(Task details): Restate the complete material exactly.

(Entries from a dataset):
------------------------

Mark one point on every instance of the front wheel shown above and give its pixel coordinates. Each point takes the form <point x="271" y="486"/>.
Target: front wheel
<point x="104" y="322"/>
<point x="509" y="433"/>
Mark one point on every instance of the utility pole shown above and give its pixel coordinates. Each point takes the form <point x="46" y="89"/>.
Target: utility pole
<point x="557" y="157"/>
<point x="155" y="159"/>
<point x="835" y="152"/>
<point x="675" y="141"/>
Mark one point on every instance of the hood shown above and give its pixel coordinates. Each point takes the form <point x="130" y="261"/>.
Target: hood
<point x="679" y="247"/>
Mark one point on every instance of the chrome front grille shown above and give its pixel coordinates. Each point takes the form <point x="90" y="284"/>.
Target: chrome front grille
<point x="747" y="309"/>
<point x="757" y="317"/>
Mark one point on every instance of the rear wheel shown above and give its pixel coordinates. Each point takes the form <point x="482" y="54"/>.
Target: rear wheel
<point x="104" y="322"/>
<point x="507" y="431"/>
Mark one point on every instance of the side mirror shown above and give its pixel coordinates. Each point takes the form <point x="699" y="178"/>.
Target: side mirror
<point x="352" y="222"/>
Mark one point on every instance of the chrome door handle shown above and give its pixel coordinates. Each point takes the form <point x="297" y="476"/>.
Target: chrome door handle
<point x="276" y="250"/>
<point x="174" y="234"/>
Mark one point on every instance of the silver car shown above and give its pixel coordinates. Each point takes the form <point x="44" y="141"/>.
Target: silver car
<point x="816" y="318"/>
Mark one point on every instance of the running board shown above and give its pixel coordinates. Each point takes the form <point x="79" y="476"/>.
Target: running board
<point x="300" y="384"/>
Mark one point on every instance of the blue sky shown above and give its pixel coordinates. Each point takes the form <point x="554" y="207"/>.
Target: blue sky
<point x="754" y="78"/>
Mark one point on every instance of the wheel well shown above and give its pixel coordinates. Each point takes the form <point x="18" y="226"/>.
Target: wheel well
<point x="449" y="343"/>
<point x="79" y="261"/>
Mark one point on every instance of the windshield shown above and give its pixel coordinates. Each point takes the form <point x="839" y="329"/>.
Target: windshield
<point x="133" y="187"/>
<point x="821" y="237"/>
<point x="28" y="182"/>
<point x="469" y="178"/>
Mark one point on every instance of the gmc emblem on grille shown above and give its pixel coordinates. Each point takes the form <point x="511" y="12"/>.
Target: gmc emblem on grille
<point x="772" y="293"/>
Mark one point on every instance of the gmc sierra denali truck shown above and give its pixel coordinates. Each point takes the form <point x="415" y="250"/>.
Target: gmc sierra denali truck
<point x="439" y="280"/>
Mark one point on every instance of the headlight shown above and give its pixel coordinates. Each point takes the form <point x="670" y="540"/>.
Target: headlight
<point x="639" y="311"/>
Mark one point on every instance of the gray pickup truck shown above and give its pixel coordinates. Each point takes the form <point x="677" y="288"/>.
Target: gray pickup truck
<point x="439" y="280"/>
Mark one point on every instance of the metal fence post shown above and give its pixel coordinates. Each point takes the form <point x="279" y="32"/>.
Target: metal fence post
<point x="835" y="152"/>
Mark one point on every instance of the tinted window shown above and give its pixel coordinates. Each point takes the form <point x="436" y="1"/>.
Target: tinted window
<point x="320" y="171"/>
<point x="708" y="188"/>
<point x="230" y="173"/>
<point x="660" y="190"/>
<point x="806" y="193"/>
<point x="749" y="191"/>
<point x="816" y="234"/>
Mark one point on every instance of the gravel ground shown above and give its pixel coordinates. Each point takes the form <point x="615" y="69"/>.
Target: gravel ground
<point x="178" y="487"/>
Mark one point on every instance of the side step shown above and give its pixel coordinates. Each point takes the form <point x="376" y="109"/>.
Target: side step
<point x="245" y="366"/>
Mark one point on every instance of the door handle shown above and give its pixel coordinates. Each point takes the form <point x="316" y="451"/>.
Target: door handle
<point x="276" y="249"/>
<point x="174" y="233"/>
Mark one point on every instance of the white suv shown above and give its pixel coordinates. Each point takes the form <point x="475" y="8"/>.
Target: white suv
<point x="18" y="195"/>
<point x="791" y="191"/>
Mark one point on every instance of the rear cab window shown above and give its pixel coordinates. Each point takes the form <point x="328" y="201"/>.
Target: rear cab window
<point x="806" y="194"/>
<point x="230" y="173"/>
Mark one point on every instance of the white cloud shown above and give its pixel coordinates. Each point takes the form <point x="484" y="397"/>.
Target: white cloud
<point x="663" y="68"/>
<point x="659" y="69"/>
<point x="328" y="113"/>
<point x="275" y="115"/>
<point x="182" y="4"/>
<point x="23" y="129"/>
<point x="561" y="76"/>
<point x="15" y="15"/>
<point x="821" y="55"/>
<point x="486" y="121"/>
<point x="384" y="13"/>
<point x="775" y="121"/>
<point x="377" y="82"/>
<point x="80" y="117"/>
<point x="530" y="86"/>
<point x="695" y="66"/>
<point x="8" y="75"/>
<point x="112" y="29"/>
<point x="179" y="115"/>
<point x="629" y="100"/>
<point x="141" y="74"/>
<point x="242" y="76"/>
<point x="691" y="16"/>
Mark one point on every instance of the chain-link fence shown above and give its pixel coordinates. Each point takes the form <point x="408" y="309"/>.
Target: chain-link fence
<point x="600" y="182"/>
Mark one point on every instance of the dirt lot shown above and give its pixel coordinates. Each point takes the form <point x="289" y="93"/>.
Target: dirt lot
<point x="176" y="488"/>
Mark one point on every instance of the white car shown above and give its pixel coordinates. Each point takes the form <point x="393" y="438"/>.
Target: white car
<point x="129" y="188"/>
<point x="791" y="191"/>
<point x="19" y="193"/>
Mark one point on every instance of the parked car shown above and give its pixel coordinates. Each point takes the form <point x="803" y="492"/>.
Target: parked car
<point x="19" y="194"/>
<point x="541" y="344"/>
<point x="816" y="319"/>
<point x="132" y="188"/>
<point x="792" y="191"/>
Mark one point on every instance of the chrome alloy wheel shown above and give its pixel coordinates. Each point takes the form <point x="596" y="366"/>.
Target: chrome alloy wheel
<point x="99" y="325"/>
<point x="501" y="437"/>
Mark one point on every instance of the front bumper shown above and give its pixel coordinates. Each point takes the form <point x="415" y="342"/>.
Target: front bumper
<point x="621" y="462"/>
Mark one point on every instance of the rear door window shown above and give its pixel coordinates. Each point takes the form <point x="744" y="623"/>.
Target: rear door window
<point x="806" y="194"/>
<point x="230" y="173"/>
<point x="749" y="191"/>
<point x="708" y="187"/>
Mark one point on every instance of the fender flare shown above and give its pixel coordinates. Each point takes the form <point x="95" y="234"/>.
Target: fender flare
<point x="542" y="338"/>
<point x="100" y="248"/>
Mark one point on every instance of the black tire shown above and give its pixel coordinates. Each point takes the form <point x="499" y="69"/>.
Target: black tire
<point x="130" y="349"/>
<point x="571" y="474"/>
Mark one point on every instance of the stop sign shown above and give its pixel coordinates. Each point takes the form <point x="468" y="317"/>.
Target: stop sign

------------------------

(Solution for this problem):
Mark one point on every instance of the front wheel shown above and give its pixel coordinates. Each point takes the form <point x="271" y="486"/>.
Target: front wheel
<point x="104" y="322"/>
<point x="509" y="433"/>
Mark one point on every instance of the utility pole shown above and give its pixel coordinates. Each point takes the form <point x="46" y="89"/>.
Target: utility pole
<point x="557" y="157"/>
<point x="155" y="159"/>
<point x="835" y="152"/>
<point x="675" y="141"/>
Mark one point on every instance of the hood shown above and give its pixel coordinates. Each point takes the form <point x="130" y="261"/>.
Target: hood
<point x="679" y="247"/>
Mark one point on every instance of the chrome front grille shown above and give its pixel coordinates. Each point takes the form <point x="90" y="284"/>.
Target: chrome front grille
<point x="747" y="309"/>
<point x="757" y="317"/>
Mark one point on every instance of the rear wheel shown above and give its pixel coordinates. Each point takes the form <point x="482" y="54"/>.
Target: rear wheel
<point x="104" y="322"/>
<point x="507" y="431"/>
Mark one point on every instance of the side mirror shown above and give its pixel coordinates. Each point takes the form <point x="699" y="178"/>.
Target: side mirror
<point x="352" y="222"/>
Mark one point on every instance of the chrome door handle shown above and give its pixel coordinates. Each point takes the form <point x="297" y="476"/>.
Target: chrome door handle
<point x="276" y="250"/>
<point x="174" y="234"/>
Mark one point on every instance of the silver car shown above and give its pixel coordinates. Each point takes the form <point x="44" y="141"/>.
Target: silver car
<point x="816" y="318"/>
Mark one point on every instance of the running board shown above and give its pixel coordinates. Each point takes the form <point x="79" y="476"/>.
Target: running board
<point x="300" y="384"/>
Mark one point on every instance of the blue sky shown above and give its pixel coordinates. Each point takes the form <point x="554" y="207"/>.
Target: blue sky
<point x="754" y="78"/>
Mark one point on every instance of the wheel well shown above and give its pixel coordinates. Each point takes the form <point x="18" y="226"/>.
Target: wheel well
<point x="449" y="343"/>
<point x="79" y="261"/>
Mark one point on every instance of the windshield shown above and give its pixel coordinates. Each point takes the form <point x="839" y="329"/>.
Target: windshield
<point x="133" y="187"/>
<point x="821" y="237"/>
<point x="28" y="182"/>
<point x="469" y="178"/>
Mark one point on every instance of the gmc emblem on grille shown above and give its pixel coordinates. Each point takes the form <point x="511" y="12"/>.
Target: gmc emblem on grille
<point x="772" y="293"/>
Mark one point on every instance of the gmc sierra denali truck shown above and give its pixel coordinates. Each point takes the form <point x="415" y="250"/>.
Target: gmc sierra denali truck
<point x="439" y="280"/>
Mark one point on every instance of the headlight shown above and give its pixel coordinates. Each point takes the form <point x="670" y="540"/>.
Target: headlight
<point x="639" y="311"/>
Mark one point on every instance of the gray pickup truck shown above and give its pixel coordinates. Each point takes the form <point x="677" y="288"/>.
Target: gray pickup truck
<point x="439" y="280"/>
Mark one point on every instance of the metal fence post shown above and give its pixel coordinates. Each point takes the form <point x="279" y="32"/>.
Target: metal fence post
<point x="835" y="152"/>
Mark one point on every instance of the tinted window shown above and give its pixel coordinates. Each point takes the form <point x="436" y="1"/>.
Target: tinted window
<point x="320" y="171"/>
<point x="708" y="188"/>
<point x="230" y="173"/>
<point x="660" y="190"/>
<point x="806" y="193"/>
<point x="749" y="191"/>
<point x="816" y="234"/>
Mark one point on every instance of the gravel ground shown above and give its pixel coordinates. Each point takes the form <point x="615" y="69"/>.
Target: gravel ground
<point x="178" y="487"/>
Mark one point on every instance of the side step shown above and give its pixel coordinates. Each point takes the form <point x="376" y="109"/>.
Target: side step
<point x="245" y="366"/>
Mark one point on every instance of the door handle shown above and give its pixel coordinates. Each point takes the form <point x="316" y="451"/>.
Target: door handle
<point x="276" y="249"/>
<point x="174" y="233"/>
Mark one point on every instance of the white suv shown above and give its pixel coordinates. Each point takes the form <point x="475" y="8"/>.
Target: white suv
<point x="18" y="195"/>
<point x="791" y="191"/>
Mark one point on every instance of the rear cab window shown above and give its pixel coordinates. Each point takes the form <point x="328" y="201"/>.
Target: rear cab window
<point x="806" y="194"/>
<point x="230" y="173"/>
Mark one point on every instance of the white cloud shown above and give its pixel coordinates. Each point takes the form <point x="484" y="397"/>.
Target: white cloud
<point x="663" y="68"/>
<point x="659" y="69"/>
<point x="328" y="113"/>
<point x="275" y="115"/>
<point x="182" y="4"/>
<point x="23" y="129"/>
<point x="561" y="76"/>
<point x="15" y="15"/>
<point x="821" y="55"/>
<point x="486" y="121"/>
<point x="384" y="13"/>
<point x="775" y="121"/>
<point x="377" y="82"/>
<point x="80" y="117"/>
<point x="530" y="86"/>
<point x="695" y="66"/>
<point x="8" y="75"/>
<point x="112" y="29"/>
<point x="179" y="115"/>
<point x="629" y="100"/>
<point x="141" y="74"/>
<point x="242" y="76"/>
<point x="691" y="16"/>
Mark one point on every instance of the chain-link fence shown above and give its pixel coordinates. Each point takes the form <point x="408" y="309"/>.
Target: chain-link fence
<point x="600" y="182"/>
Mark one point on every instance of the dirt lot shown above and give its pixel coordinates. Each point takes the form <point x="289" y="93"/>.
Target: dirt lot
<point x="176" y="488"/>
Mark one point on every instance of the white car shown above and give its pixel coordinates. Each point takes the form <point x="393" y="438"/>.
Target: white car
<point x="129" y="188"/>
<point x="791" y="191"/>
<point x="19" y="193"/>
Mark one point on every instance of the parked car shown above and give its pixel coordinates. Each point takes the form <point x="803" y="492"/>.
Target: parked car
<point x="19" y="194"/>
<point x="541" y="344"/>
<point x="816" y="319"/>
<point x="132" y="188"/>
<point x="792" y="191"/>
Mark one point on every instance of the chrome alloy wheel shown above and give its pixel coordinates. Each point takes the form <point x="596" y="366"/>.
Target: chrome alloy wheel
<point x="99" y="325"/>
<point x="501" y="437"/>
Mark one point on every instance of the front bumper shown above and give its pixel coordinates. Each point takes the form <point x="415" y="342"/>.
Target: front bumper
<point x="621" y="462"/>
Mark one point on every instance of the rear door window shown above and give its pixel coordinates. Each point takes the form <point x="744" y="623"/>.
Target: rear door window
<point x="806" y="194"/>
<point x="230" y="173"/>
<point x="749" y="191"/>
<point x="708" y="187"/>
Mark one point on every instance of the fender flare shown above and give its pixel coordinates. Each point takes the form <point x="95" y="234"/>.
Target: fender flare
<point x="542" y="338"/>
<point x="100" y="248"/>
Mark one point on every instance of the black tire shown above and give its pixel coordinates. Each point takes the form <point x="499" y="69"/>.
Target: black tire
<point x="130" y="349"/>
<point x="571" y="474"/>
Mark one point on every instance of the stop sign shown above and give its pixel coordinates. Each point takes the form <point x="468" y="317"/>.
Target: stop sign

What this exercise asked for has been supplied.